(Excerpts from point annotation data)

- - - - -

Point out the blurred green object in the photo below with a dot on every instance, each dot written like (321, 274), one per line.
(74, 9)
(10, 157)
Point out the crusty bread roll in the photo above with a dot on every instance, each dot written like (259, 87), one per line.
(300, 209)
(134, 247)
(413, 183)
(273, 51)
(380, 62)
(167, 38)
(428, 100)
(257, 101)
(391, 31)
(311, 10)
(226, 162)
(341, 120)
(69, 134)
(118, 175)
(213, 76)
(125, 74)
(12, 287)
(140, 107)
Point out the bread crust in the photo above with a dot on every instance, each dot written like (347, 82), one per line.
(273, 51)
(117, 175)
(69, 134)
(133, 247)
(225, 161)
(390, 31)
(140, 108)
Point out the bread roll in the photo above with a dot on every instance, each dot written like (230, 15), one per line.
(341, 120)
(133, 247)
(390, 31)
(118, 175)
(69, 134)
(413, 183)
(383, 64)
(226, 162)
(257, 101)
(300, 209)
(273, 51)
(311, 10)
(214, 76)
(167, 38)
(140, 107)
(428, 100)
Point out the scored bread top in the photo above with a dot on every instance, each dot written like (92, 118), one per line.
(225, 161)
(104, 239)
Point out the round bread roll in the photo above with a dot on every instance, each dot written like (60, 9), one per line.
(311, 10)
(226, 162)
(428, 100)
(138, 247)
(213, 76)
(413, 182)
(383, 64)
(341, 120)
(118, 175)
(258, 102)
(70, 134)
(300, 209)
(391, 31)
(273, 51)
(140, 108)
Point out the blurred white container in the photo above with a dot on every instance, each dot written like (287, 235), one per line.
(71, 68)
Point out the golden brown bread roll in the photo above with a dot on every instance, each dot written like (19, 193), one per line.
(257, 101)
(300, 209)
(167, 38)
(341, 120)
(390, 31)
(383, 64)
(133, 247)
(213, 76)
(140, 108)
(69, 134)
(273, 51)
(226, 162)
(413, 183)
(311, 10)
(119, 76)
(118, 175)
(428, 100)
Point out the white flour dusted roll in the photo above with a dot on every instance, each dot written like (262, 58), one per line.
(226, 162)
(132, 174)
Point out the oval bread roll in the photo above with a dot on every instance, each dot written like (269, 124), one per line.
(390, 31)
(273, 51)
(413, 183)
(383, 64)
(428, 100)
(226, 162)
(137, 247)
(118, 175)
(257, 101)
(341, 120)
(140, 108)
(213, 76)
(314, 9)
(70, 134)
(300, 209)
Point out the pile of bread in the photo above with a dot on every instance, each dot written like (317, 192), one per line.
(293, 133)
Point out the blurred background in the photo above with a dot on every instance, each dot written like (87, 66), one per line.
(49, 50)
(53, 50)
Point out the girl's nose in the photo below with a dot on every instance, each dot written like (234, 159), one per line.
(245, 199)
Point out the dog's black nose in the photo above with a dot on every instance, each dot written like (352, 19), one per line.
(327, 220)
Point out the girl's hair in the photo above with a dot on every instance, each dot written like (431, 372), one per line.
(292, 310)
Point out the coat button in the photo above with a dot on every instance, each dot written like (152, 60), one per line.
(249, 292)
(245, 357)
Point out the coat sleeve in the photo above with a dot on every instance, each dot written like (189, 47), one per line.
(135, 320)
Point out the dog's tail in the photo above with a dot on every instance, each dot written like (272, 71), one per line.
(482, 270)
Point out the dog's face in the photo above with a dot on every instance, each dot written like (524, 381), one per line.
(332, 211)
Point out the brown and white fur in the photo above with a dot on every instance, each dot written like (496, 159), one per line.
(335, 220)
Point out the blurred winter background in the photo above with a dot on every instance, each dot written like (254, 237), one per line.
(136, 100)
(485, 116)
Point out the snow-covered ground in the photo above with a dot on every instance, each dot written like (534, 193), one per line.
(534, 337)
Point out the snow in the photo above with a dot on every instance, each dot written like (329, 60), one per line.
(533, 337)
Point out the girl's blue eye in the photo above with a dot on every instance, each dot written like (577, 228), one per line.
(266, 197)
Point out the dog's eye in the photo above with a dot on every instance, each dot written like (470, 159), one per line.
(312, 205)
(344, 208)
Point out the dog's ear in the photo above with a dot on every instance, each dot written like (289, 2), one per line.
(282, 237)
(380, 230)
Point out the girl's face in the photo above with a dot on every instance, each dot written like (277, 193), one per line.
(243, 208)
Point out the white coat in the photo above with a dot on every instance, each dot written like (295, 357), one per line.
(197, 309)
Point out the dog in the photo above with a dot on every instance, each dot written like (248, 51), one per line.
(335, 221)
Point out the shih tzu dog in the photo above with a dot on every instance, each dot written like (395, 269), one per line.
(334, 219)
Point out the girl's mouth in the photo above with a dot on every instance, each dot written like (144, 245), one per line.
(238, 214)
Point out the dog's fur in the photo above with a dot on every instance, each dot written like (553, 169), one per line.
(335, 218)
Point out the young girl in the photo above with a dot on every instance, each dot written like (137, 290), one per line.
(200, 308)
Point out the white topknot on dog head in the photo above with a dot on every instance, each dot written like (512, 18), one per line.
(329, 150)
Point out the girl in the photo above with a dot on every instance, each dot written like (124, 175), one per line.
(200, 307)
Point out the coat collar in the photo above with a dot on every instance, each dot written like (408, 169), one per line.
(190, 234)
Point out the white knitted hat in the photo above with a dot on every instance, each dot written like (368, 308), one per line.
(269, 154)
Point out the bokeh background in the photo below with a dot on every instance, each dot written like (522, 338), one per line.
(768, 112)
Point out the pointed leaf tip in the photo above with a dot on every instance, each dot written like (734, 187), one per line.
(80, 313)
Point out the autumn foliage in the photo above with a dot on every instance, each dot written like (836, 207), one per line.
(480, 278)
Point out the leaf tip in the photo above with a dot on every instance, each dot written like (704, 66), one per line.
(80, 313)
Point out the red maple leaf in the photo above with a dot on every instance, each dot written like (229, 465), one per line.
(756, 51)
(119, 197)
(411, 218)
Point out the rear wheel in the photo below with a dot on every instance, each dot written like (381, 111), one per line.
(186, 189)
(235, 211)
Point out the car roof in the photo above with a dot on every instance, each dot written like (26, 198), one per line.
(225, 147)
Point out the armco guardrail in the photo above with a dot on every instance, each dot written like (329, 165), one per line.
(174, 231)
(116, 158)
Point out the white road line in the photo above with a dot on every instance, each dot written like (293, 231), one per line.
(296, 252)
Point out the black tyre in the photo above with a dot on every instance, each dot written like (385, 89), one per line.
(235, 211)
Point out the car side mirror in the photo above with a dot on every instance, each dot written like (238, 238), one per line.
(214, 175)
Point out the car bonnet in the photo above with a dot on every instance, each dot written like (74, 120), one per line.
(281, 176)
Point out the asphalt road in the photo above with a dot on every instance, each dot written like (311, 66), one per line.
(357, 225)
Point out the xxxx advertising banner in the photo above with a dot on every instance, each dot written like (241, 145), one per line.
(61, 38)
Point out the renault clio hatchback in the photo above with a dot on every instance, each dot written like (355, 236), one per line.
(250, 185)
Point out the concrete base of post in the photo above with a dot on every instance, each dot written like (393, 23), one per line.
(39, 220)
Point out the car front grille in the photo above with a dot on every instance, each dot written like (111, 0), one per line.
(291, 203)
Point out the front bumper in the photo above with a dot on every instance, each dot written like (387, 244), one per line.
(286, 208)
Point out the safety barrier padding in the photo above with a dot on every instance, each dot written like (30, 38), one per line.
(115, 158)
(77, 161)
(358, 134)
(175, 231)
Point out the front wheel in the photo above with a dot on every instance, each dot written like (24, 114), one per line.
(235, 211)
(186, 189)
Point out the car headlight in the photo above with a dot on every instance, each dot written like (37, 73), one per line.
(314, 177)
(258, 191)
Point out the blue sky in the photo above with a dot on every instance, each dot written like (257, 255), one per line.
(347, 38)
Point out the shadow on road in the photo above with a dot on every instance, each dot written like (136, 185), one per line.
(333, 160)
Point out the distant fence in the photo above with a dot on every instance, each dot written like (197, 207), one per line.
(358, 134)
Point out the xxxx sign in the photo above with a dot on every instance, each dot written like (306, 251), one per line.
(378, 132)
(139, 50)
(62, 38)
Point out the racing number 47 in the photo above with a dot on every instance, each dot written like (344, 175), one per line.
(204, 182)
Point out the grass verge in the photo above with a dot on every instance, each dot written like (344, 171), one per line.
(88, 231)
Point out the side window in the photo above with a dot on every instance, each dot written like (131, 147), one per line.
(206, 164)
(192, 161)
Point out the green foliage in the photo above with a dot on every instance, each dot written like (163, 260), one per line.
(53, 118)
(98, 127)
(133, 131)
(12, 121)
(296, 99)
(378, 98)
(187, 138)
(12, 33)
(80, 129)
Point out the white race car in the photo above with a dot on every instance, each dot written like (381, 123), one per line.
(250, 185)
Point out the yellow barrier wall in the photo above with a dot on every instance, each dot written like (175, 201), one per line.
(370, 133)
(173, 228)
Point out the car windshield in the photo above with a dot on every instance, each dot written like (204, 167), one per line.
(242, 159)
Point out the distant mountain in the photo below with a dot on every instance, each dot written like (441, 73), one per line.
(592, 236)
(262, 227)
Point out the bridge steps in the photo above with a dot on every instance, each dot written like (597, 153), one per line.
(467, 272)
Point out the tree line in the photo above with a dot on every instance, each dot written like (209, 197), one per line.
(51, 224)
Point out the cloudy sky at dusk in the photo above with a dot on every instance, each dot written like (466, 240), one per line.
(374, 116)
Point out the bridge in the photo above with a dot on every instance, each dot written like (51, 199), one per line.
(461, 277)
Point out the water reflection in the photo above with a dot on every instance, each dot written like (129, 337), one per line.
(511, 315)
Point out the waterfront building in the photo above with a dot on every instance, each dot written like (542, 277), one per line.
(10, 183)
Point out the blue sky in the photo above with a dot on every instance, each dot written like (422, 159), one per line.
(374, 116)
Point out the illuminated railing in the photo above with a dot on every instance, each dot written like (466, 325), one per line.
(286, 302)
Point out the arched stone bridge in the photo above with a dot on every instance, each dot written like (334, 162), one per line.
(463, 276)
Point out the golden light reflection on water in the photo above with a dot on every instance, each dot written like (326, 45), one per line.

- - - - -

# DO THIS
Beginning at the line that holds "Point out the cloudy", write out word for word each line through the end of the records.

# SOLUTION FOR THIS EXERCISE
Point out the cloudy sky at dusk in the photo above with a dot on every instance, each dot written like (466, 240), one per line.
(374, 116)
Point out the bridge in the photo above with a dot on every instance, each dot written like (51, 199), one per line.
(461, 277)
Point out the water reflection in the photo above with a dot on every instance, each dot written like (129, 337), one per line.
(511, 315)
Point out the waterfront building in the photo above with a dot on every instance, each dot written like (542, 277), one per line.
(10, 183)
Point out the blue sky in the photo above with a dot on every instance, each dot written like (422, 159), one per line.
(374, 116)
Point out the illuminated railing in the photo above with a dot on every instance, each dot written like (466, 325), one per line.
(286, 302)
Point out the arched stone bridge in the photo above with a dot on every instance, each dot written like (334, 162), one per line.
(463, 276)
Point out the golden light reflection on water in the photo above with a dot on every instance, each dot written like (326, 45), one per line.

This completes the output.